## INSTRUCTION
Copy the data exactly; pictures stay out of the copy.

## DATA RECORDS

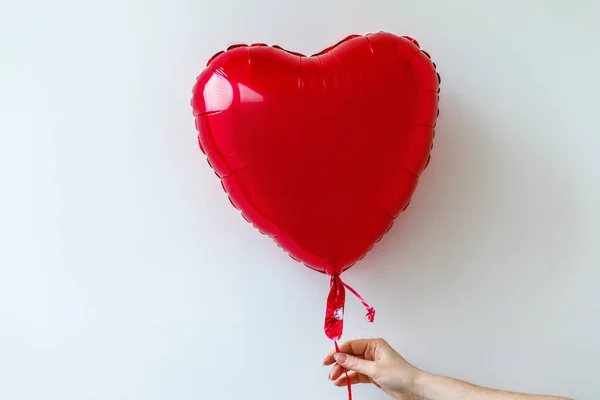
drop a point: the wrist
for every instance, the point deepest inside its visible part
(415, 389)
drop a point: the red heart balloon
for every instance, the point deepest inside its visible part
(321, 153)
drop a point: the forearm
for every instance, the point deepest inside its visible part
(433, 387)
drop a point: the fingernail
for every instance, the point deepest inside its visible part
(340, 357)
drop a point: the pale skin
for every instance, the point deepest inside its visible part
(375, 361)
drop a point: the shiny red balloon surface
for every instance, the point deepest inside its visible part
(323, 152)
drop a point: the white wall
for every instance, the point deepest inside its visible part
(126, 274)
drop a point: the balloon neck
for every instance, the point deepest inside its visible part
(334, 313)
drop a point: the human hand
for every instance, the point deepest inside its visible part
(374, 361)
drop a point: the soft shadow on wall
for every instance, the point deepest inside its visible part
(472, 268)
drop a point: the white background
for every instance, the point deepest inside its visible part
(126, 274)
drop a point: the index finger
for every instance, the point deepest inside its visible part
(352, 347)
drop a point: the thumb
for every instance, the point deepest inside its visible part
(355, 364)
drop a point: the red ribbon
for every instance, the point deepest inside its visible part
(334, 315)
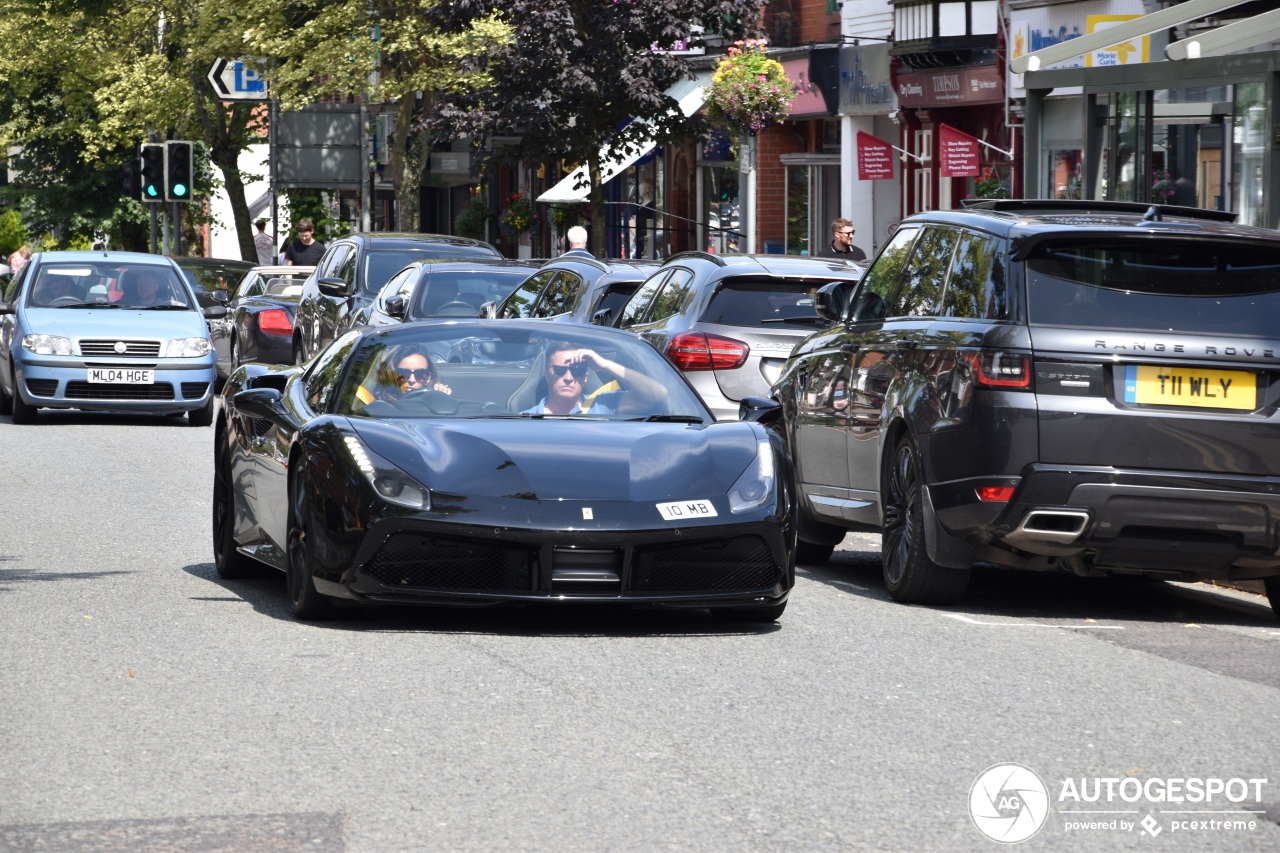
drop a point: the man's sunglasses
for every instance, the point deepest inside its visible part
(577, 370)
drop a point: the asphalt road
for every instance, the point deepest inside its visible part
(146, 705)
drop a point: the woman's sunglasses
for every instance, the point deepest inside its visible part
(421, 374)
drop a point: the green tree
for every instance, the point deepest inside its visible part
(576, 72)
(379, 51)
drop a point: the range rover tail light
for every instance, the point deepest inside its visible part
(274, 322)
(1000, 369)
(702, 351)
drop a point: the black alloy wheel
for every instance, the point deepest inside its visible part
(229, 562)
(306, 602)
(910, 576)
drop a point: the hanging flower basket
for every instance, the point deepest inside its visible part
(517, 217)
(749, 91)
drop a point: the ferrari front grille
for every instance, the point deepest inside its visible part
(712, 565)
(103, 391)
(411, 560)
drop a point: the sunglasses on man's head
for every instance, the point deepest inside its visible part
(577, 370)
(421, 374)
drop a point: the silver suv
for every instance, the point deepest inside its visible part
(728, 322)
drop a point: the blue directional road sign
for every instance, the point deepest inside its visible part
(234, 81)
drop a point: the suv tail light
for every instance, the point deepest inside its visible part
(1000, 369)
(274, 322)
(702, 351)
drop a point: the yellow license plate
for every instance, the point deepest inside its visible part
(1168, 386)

## RESULT FOR THIS TASK
drop a point: the wrist
for every instance, the point deepest inside its visible part
(415, 389)
drop a point: the red heart balloon
for every instance, the point deepest inside its visible part
(321, 153)
drop a point: the forearm
for every instance, the point deepest inside its visible part
(433, 387)
drop a point: the fingernail
for every instance, the point deepest inside its visible part
(340, 357)
drop a point: the pale skin
for every instance, the point deepest inside its visible part
(375, 361)
drop a point: the shiny red balloon surface
for every instance, the point deepest inside its visible part
(323, 152)
drop a point: the white wall
for every instance, the point deepest inside its visible part
(126, 274)
drop a point: the balloon neck
for every instance, the point deepest inside its visible part
(334, 313)
drop a point: the human hand
for every instance, the point deepest inside its visible part
(374, 361)
drop a point: the soft shadow on wall
for every instance, the point deepest inside its visible part
(472, 268)
drop a point: the white background
for every instance, the point deepest inside its visible part
(126, 274)
drop a point: the index finger
for every instance, the point deepest inside its visible part
(352, 347)
drop a point: the thumb
for every instance, the point deepest inside its visible part
(355, 364)
drop a point: the red ribbon
for every instance, the point deepest inside its visible part
(334, 315)
drop a point: the man's sunglasses
for every instance, the point deepest inside its visible part
(577, 370)
drop a point: the asphalt road
for every instance, the point deepest inside its visible part
(146, 705)
drop a point: the woman's sunglasses
for every instance, the point deepest inside its visible part
(421, 374)
drop a point: the green tree
for every instance, the point deepest inside its visible part
(576, 72)
(379, 51)
drop a point: the range rover tail light
for every instance, the point deepest inside its visible part
(274, 322)
(1000, 369)
(702, 351)
drop a point: the black alloy wheel
for every instance, the point deepest inside its visible part
(229, 562)
(306, 602)
(910, 576)
drop a point: the hanging flower basket
for every instance, the point deepest inside its visible part
(517, 217)
(749, 91)
drop a point: the ferrari front grille
for every instance, the point deepest inside its visible part
(712, 565)
(103, 391)
(411, 560)
drop a point: the sunglasses on man's head
for every instance, the point deepest inside its visible part
(577, 370)
(421, 374)
drop a point: the silver suv
for every instance, the point deepest inside its visible part
(728, 322)
drop a point: the blue directional road sign
for every instance, the point deepest inside its visible part
(234, 81)
drop a point: the suv tail light
for every instance, the point deepest inside its visible part
(1000, 369)
(274, 322)
(702, 351)
drop a point: the yellow license plate
for every instance, the point deepest inside its visible part
(1168, 386)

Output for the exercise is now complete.